* RECORDS SHOWN
——

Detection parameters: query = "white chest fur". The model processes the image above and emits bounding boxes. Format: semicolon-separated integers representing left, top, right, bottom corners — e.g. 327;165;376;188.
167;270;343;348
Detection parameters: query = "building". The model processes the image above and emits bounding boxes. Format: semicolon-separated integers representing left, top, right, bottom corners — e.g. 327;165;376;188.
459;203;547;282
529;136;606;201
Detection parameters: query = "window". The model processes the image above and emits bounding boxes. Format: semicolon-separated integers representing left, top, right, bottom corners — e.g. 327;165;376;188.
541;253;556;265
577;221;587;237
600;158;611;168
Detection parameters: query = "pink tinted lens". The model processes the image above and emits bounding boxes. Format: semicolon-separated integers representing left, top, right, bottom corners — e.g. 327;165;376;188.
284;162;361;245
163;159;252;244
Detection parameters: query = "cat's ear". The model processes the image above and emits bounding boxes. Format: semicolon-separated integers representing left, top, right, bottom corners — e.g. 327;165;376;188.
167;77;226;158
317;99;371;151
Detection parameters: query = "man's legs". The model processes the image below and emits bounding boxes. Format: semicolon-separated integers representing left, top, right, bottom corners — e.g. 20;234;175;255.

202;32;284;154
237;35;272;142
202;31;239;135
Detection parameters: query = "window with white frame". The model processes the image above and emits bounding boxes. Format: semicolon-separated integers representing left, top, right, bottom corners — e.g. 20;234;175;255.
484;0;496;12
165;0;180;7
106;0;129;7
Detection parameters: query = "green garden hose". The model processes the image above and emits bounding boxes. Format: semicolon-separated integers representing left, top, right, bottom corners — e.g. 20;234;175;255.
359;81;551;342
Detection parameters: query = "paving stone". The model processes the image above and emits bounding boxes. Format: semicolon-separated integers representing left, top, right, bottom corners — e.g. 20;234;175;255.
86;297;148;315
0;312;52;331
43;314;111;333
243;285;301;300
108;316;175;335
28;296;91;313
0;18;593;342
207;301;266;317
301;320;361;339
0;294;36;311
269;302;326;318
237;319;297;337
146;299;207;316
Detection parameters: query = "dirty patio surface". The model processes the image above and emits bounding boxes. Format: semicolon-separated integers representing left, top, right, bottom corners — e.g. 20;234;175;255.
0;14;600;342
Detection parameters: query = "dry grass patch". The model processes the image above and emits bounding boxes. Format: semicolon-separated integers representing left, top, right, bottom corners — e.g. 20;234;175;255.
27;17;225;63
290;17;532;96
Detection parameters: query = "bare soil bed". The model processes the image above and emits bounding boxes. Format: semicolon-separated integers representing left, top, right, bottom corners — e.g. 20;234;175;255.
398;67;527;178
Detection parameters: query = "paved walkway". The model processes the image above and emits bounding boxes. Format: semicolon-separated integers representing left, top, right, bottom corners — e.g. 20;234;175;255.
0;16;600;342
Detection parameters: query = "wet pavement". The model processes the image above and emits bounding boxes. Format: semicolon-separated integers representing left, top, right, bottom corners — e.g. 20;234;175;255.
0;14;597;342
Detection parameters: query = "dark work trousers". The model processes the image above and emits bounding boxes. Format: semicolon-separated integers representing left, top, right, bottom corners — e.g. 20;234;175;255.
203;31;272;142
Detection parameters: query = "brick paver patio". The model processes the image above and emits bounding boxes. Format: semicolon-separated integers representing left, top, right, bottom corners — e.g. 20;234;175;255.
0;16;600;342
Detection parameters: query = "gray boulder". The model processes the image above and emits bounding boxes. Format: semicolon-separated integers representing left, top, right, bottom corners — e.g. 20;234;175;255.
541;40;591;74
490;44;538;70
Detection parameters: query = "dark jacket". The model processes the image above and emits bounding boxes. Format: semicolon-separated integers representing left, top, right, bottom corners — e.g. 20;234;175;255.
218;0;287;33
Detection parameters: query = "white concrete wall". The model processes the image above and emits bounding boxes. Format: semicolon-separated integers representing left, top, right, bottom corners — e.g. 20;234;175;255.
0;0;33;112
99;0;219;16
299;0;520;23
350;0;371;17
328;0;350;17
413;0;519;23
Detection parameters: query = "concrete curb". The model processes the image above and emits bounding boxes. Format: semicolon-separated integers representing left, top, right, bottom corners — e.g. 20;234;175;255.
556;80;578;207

——

Arrange the rows from the start through the line containing "167;270;343;348" as a two-column CSV with the columns instruction and response. Give one CSV line per row, with its text and its answer each in a single quoted field and any line breaks replaced by spaces.

* THE ANSWER
instruction,response
"Detection parameters: query = ""white chest fur"". The model processes the image above and emits bounding boxes. Format: semicolon-separated integers representing left, top, right, bottom corners — e.g. 327;165;376;188.","167;270;343;348"